Exactly the lines from the one that holds "</instance>" to the end of the data below: retype these and nothing else.

Data items:
[Start of Attachment]

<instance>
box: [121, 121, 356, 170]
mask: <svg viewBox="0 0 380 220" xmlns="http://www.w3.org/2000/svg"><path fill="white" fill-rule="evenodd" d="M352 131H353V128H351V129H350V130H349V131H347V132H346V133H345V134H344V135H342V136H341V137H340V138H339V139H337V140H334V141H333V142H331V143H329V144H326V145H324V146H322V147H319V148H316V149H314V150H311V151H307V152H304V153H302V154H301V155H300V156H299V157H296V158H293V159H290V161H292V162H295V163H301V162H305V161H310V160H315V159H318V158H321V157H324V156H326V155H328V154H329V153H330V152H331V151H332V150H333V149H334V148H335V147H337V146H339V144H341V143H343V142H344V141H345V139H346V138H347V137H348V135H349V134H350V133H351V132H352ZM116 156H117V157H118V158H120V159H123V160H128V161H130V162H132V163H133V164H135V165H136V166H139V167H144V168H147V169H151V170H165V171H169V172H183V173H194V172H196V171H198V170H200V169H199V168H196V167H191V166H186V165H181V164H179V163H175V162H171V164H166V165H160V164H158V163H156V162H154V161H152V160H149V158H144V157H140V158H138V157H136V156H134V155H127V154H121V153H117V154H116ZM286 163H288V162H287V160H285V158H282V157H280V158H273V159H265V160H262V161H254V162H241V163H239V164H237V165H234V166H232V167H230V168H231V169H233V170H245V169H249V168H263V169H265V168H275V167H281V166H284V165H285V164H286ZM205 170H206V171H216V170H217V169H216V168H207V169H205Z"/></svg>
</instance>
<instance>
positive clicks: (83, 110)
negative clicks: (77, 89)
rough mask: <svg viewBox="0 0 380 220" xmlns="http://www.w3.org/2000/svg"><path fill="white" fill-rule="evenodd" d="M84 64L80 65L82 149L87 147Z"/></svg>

[End of Attachment]

* Solution for this exercise
</instance>
<instance>
positive clicks: (83, 110)
negative clicks: (77, 89)
rough mask: <svg viewBox="0 0 380 220" xmlns="http://www.w3.org/2000/svg"><path fill="white" fill-rule="evenodd" d="M84 64L80 65L82 149L87 147Z"/></svg>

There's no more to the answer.